• _Parts of the exercise_:
**1.** In the passage about houses and community, what does a Tzutujil ask the shaman to do when he says he needs to be healed?
**2.** Sum up the passage about houses and community in two sentences.
**3.** Please write a continuation of the passage about houses and community, picking up after its final sentence.

• _Supplied text_:
______

If a house is built too well, so efficiently that it is permanent and refuses to fall apart, then people have no reason to come together. Though the house stays together, the people fall apart, and nothing gets renewed. Smart people might be able to invent excuses to get together, but this is too abstract and hollow, and some contrivance insults the soul. People have a genuine need to make things with their ingenuity and with their hands.
This coming together to gather water by hand, to do communal tasks gracefully – tasks that a machine could do in an instant anonymously – or to repair rickety houses ensures that the very smiley togetherness so missing in the pre-planned, alienated lives of modern civilization. When a Tzutujil (Mayan) says he needs to be healed, he asks the shaman to chumij, or replaster, him. When we begin to fade, the shaman plasters us with remembrance so that we can shine again.

______

• _Supplied records_:
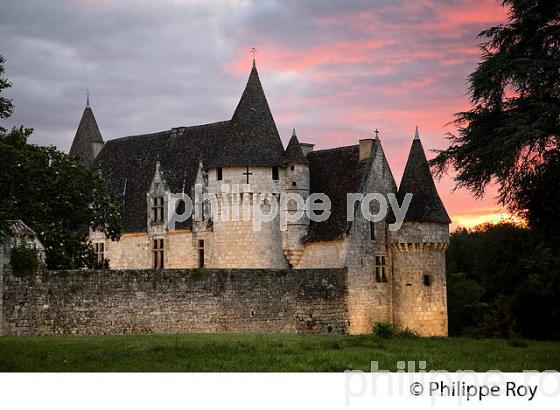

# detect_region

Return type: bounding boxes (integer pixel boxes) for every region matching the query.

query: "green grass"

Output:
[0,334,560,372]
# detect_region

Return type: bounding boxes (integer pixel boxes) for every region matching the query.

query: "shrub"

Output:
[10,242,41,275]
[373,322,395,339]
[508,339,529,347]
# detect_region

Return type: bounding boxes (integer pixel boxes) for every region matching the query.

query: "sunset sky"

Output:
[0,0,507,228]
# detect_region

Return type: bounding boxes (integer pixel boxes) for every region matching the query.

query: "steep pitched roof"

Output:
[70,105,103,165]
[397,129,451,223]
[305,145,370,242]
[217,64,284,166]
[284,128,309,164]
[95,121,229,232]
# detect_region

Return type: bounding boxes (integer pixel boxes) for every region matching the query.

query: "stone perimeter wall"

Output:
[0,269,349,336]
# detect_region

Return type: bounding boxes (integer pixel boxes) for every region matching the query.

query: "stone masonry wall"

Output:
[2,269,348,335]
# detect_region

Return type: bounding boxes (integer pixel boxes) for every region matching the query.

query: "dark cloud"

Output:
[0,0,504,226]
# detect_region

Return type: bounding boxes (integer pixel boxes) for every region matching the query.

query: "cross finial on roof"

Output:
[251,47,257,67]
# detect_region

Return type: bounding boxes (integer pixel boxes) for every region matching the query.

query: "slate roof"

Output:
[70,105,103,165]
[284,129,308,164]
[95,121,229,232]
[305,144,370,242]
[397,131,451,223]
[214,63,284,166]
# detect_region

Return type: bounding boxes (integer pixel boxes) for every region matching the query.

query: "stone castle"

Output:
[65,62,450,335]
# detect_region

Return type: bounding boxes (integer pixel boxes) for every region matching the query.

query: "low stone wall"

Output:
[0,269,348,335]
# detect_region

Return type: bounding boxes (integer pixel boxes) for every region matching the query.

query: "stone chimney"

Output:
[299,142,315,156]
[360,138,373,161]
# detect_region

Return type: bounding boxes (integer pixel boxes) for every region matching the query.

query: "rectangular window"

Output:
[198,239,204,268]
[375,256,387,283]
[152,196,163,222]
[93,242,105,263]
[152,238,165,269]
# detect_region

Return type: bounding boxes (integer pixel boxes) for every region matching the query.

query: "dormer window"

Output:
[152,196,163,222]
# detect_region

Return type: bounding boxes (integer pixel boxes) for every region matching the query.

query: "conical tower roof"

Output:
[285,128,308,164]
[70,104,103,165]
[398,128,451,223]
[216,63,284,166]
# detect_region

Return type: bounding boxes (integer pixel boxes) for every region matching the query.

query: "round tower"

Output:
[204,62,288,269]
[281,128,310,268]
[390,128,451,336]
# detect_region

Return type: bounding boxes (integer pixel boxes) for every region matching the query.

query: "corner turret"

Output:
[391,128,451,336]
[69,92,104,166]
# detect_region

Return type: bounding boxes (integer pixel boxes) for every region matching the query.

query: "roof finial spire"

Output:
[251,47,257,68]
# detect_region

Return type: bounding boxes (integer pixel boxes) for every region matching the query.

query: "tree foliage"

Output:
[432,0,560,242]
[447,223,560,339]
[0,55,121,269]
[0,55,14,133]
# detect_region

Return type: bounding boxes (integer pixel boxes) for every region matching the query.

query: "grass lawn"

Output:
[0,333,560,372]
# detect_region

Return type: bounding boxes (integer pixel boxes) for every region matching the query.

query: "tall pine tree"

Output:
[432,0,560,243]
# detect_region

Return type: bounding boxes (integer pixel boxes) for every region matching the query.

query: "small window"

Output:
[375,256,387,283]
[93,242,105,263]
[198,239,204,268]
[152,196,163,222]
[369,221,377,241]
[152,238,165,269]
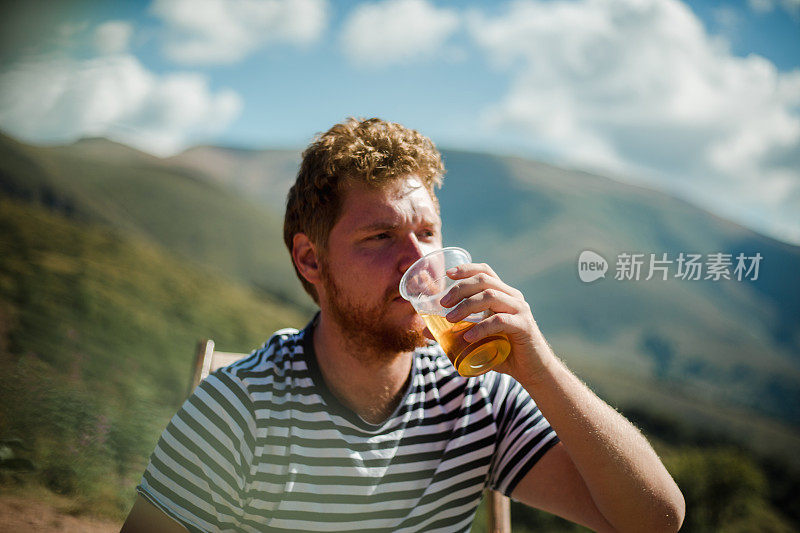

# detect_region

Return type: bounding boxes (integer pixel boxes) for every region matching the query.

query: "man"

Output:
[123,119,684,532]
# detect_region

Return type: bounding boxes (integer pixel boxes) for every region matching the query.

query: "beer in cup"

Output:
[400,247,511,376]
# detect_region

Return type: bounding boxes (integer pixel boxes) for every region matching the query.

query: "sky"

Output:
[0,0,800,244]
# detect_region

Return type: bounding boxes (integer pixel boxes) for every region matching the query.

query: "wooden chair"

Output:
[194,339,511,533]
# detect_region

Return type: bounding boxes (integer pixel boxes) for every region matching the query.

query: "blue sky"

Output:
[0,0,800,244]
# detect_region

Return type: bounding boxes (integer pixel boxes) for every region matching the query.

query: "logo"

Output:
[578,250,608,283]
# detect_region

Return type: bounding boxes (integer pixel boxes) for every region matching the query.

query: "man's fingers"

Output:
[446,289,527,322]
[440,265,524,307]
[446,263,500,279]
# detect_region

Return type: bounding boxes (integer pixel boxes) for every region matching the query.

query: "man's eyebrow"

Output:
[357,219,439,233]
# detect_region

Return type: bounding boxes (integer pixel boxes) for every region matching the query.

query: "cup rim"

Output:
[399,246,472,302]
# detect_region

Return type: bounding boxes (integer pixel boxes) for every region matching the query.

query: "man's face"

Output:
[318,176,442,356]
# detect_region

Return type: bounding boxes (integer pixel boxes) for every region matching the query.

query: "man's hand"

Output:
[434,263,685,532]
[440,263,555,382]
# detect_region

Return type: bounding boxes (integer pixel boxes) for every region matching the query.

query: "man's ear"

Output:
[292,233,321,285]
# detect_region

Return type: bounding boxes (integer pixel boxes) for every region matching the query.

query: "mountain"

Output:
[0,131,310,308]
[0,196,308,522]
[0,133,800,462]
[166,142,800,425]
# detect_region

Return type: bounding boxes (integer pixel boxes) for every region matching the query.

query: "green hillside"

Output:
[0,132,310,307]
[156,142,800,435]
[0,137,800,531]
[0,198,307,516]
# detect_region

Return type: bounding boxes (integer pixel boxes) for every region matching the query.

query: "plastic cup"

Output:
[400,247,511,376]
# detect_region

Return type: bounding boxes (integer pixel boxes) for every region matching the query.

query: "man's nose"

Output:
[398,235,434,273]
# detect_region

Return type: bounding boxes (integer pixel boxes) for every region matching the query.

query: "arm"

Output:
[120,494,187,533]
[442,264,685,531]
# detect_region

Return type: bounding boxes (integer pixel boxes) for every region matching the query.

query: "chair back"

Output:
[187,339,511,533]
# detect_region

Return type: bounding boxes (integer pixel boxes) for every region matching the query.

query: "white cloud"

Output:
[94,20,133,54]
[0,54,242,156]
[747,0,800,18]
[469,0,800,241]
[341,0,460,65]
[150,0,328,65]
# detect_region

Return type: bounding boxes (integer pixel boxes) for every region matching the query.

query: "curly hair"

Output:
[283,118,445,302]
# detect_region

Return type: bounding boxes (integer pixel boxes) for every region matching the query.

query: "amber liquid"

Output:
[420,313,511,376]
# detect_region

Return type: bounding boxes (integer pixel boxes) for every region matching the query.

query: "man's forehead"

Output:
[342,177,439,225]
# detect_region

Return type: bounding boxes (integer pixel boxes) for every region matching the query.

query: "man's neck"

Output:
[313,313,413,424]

______

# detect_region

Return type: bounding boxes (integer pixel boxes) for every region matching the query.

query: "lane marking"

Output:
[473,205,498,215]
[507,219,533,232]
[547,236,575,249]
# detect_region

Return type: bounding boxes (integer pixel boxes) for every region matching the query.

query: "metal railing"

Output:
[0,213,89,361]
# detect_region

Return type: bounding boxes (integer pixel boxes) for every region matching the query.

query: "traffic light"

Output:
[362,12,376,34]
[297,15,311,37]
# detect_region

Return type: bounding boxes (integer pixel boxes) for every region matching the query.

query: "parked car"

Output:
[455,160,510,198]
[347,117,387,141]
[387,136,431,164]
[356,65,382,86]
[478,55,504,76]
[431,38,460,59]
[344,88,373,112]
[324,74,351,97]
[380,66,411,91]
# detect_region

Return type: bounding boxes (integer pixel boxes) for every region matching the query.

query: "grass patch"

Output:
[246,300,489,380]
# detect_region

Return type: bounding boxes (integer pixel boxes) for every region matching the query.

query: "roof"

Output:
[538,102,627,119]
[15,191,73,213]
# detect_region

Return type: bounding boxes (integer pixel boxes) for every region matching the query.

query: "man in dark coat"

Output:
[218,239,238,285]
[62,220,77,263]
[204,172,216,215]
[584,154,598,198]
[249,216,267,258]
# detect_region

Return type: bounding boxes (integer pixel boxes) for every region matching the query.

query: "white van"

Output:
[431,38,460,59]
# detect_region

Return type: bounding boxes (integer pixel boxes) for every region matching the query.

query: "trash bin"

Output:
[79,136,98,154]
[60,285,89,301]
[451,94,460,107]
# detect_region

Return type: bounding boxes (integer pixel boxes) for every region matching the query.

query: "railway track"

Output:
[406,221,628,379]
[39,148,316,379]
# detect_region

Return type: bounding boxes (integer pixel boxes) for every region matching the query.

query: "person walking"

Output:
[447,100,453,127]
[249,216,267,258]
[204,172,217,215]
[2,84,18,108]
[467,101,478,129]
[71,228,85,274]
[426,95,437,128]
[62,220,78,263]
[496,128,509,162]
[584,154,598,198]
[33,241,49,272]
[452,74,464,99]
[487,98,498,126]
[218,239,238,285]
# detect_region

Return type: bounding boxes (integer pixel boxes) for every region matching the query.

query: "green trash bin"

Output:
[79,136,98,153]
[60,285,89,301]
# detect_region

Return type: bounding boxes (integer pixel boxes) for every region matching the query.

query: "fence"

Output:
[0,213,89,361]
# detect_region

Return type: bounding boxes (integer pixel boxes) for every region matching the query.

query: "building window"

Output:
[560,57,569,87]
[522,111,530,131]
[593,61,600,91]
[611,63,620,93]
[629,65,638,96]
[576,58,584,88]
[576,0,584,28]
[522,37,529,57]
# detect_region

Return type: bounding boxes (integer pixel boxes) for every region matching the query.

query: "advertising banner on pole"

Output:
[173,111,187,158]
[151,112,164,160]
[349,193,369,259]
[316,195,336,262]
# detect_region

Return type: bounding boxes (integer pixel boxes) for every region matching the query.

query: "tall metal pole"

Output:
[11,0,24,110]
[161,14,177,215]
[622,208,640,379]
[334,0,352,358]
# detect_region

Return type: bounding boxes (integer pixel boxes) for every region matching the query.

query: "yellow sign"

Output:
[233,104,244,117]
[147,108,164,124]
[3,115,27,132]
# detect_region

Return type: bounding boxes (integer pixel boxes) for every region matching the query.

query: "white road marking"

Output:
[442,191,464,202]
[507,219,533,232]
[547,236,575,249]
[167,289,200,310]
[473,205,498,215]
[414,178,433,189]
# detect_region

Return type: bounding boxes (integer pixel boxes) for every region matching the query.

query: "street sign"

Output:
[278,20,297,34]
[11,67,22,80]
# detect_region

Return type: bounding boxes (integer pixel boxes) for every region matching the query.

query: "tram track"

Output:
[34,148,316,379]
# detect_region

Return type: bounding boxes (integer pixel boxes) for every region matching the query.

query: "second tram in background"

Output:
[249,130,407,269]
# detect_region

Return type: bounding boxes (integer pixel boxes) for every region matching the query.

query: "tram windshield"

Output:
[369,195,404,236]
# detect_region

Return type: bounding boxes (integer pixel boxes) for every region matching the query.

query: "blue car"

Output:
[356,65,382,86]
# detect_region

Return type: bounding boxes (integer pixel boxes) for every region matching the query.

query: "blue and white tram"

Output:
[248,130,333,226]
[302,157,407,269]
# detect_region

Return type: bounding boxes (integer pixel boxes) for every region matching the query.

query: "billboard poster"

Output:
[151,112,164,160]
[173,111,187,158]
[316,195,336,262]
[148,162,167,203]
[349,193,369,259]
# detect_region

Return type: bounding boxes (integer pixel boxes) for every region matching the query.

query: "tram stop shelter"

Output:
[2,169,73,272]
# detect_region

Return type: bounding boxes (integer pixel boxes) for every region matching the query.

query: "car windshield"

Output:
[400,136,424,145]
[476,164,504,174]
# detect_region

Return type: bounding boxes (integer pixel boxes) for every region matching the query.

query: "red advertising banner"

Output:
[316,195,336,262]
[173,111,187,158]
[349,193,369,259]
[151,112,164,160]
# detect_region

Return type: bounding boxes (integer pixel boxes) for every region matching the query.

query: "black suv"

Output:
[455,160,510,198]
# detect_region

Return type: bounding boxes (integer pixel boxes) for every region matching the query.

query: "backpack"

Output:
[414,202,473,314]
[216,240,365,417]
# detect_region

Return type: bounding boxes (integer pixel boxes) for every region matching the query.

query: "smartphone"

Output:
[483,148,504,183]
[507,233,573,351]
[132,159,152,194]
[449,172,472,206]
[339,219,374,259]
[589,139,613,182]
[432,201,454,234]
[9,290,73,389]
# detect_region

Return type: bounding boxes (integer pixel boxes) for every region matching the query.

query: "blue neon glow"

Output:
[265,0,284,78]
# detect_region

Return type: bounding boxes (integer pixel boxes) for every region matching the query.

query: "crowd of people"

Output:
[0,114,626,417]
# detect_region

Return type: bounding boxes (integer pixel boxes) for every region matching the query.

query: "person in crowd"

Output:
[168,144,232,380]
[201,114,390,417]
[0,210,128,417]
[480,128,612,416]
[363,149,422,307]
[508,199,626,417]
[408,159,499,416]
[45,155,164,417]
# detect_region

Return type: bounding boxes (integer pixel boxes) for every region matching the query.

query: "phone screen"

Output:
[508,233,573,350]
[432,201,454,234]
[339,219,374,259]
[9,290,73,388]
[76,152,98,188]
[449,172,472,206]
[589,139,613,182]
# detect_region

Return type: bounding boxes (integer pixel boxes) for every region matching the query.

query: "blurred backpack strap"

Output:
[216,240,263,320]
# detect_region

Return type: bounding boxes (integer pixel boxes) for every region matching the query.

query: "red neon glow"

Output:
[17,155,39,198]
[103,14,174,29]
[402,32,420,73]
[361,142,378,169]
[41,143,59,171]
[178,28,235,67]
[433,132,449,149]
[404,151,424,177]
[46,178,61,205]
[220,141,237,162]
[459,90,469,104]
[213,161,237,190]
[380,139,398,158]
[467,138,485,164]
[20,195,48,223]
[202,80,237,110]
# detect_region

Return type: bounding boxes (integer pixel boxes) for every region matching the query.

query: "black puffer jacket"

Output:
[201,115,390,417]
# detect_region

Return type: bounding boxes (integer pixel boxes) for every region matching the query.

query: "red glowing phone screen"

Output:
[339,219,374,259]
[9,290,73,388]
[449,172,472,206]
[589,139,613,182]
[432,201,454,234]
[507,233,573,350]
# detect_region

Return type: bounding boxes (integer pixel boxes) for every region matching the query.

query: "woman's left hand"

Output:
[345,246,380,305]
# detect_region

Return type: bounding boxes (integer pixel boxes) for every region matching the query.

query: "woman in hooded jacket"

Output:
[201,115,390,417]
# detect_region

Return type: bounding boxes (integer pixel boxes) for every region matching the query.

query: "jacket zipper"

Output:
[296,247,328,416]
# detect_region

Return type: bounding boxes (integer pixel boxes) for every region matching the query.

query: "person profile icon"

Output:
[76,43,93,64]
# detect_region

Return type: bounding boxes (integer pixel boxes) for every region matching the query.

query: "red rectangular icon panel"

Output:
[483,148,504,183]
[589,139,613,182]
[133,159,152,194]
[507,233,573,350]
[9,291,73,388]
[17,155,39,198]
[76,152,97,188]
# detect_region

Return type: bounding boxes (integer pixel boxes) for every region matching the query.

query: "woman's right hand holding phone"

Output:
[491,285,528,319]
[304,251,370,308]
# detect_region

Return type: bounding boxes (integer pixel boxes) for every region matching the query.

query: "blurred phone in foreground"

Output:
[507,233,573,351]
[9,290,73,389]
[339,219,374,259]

______

• _Exercise responses_:
**1.** He asks the shaman to chumij, or replaster, him.

**2.** A house built so well that it never falls apart gives people no reason to come together, so the people fall apart and nothing gets renewed, and invented excuses to gather are hollow because people genuinely need to make things with their ingenuity and their hands. A Tzutujil who needs healing asks the shaman to chumij, or replaster, him, and when people begin to fade, the shaman plasters them with remembrance so they can shine again.

**3.**
Ironically, the great amounts of unnatural violence, senseless killing, and mechanized warfare that we see these days signals extreme fear in the face of natural death and decay. These difficult conditions come about when a people are not truly at home. Unable to re-create the House of the World as we shamans do, subscribers to modernity jettison all ideas of ritual life and feeding the spirits. Instead they look for permanent solutions, such as nuclear bombs, war, concentration camps, laws, and ideals that must be upheld and defended. All this activity is a search for increased security to protect uninitiated people from what they perceive as a hostile universe.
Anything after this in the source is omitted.